Coordinate annotation entries

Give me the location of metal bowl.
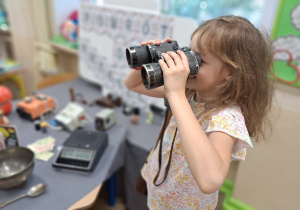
[0,147,34,189]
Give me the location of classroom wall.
[233,83,300,210]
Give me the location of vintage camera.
[126,41,201,90]
[95,108,117,131]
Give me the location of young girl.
[124,16,273,209]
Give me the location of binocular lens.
[126,46,151,68]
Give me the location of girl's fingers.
[163,37,172,42]
[162,53,176,68]
[167,51,182,65]
[177,50,189,67]
[141,37,172,46]
[158,59,169,71]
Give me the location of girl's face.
[186,34,231,98]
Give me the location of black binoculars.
[126,41,201,90]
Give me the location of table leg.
[107,174,116,207]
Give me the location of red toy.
[16,94,55,120]
[0,85,12,115]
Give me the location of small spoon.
[0,183,47,208]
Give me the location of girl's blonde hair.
[192,16,273,140]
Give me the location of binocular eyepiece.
[126,41,201,90]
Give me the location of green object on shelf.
[51,35,78,50]
[220,179,254,210]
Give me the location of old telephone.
[52,130,108,171]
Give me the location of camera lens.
[126,46,151,68]
[141,63,164,90]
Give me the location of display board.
[79,3,197,109]
[271,0,300,87]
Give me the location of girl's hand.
[141,37,172,46]
[158,50,190,98]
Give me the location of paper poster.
[79,4,196,108]
[271,0,300,87]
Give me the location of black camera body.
[126,41,201,90]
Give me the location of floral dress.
[142,92,252,210]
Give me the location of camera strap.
[153,107,177,186]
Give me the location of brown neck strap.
[153,109,177,186]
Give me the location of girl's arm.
[159,51,236,194]
[124,38,172,98]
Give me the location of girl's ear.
[224,67,233,81]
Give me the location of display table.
[0,78,162,210]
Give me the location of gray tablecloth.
[0,78,162,210]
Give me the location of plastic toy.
[60,11,79,43]
[0,85,12,115]
[16,94,55,120]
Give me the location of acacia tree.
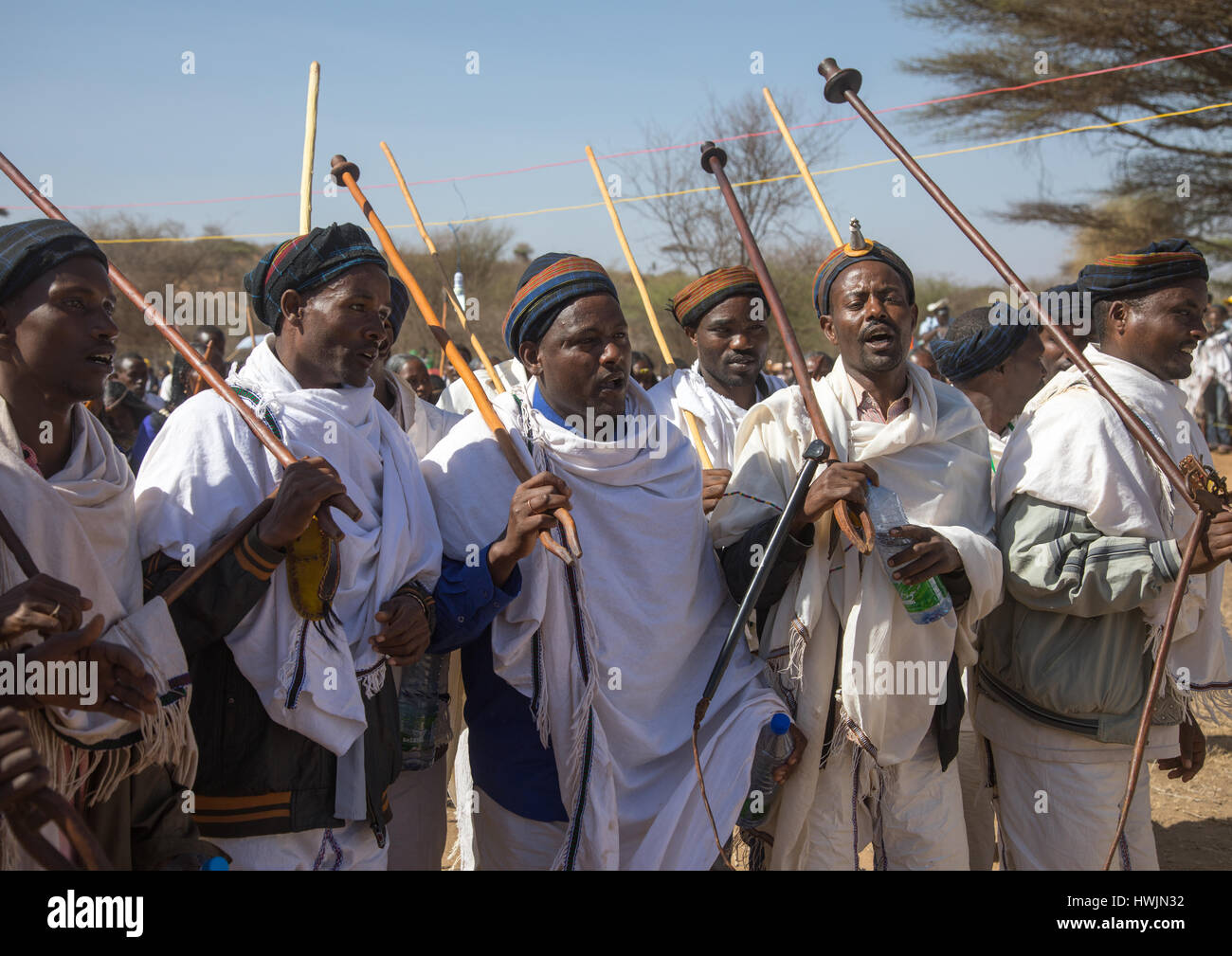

GIVEN INSTRUCTION:
Reproduce every line of the records above unchanged, omitting the pictures.

RESULT OF THE TASK:
Give me the location of metal bowl.
[0,147,34,189]
Give me the location of classroom wall.
[233,83,300,210]
Give me the location of vintage camera.
[126,41,201,90]
[95,108,117,131]
Give me the location of young girl.
[124,16,273,209]
Give me the location of binocular lens.
[126,46,151,68]
Give me the location of girl's fingers.
[163,37,172,42]
[162,53,176,68]
[167,51,182,65]
[177,50,189,67]
[141,37,172,46]
[158,59,169,71]
Give me the location of girl's face.
[186,34,231,98]
Give me the location of black binoculars.
[126,41,201,90]
Give me the location of table leg.
[107,174,116,207]
Give me the location of red toy.
[16,94,55,120]
[0,85,12,115]
Give me the location of small spoon.
[0,183,47,208]
Give me the location of girl's blonde hair.
[192,16,273,140]
Give me the location of binocular eyepiece.
[126,41,201,90]
Give me the location of green object on shelf.
[51,35,78,50]
[220,179,254,210]
Give me the location of old telephone.
[52,130,108,171]
Give me the location of camera lens.
[126,46,151,68]
[141,63,164,90]
Give me the location of display board.
[79,3,197,109]
[271,0,300,87]
Give me the location of girl's hand.
[141,37,172,46]
[158,50,190,98]
Give me the location of paper poster.
[79,4,196,108]
[271,0,300,87]
Give me the location of black camera body.
[126,41,201,90]
Give me the location of floral dress.
[142,92,252,210]
Give me the location of camera strap.
[153,107,177,186]
Give me the location of brown neck strap.
[153,109,177,186]
Give me the location of girl's arm.
[159,51,236,194]
[124,38,172,98]
Give me the location of girl's ear.
[224,67,233,81]
Give me the location of display table.
[0,78,162,210]
Give me the location of gray tablecloth.
[0,78,162,210]
Give me the location of plastic toy.
[60,11,79,43]
[0,85,12,115]
[16,94,55,120]
Give me the location of acacia tree.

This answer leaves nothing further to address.